**Given text:**
1. Is LinkedIn reach decline caused by an algorithm change or weaker content performance?
If posting frequency and quality are stable but reach has dropped sharply, the shift is structural, not content-driven. The platform now prioritises semantic relevance over network distribution, which reduces visibility for non-niche or unfocused posts. A broad decline across multiple post types confirms an algorithmic shift, not isolated content issues.

2. Why do some posts with low likes still get higher reach?
Because distribution is no longer tied to surface engagement. Posts that generate saves, longer reading time, or repeat views are ranked higher than posts with quick likes. This is why lower-like posts can still outperform in reach and visibility.

3. Are hashtags and engagement prompts still useful for growth?
No. Heavy hashtag use and engagement bait signals are now filtered as low-quality patterns. Posts that rely on “like/share/comment” prompts or excessive hashtags tend to see reduced distribution. The system prioritises content quality signals over explicit engagement triggers.

**Given data:**
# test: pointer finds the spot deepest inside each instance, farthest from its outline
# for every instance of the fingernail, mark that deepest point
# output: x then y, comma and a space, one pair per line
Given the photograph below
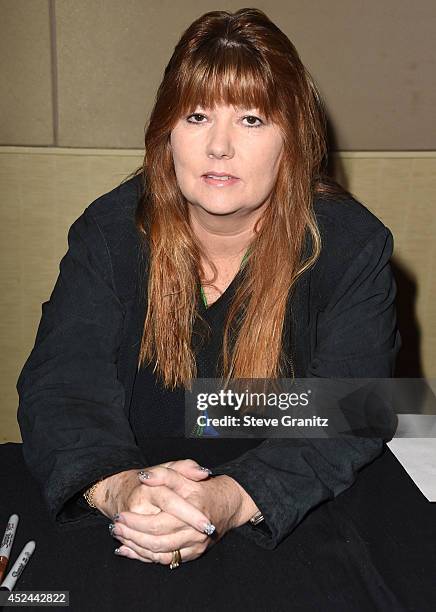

**Direction:**
Write the next part of the FAQ on LinkedIn reach, picking up after its last sentence. The lines above have no connection to the LinkedIn reach FAQ.

**Answer to this problem:**
4. Should founders focus on posting more or posting better?
Posting more without a thematic focus reduces reach per post due to diluted relevance signals. The system rewards consistency within defined expertise areas rather than volume. A smaller number of high-alignment posts consistently outperform frequent, scattered posting.

5. What type of content is most resilient under the new system?
Content rooted in niche expertise, structured frameworks, and high-dwell formats performs best. Posts that reflect real experience and fit clearly within a defined professional domain are more likely to be distributed widely and repeatedly over time.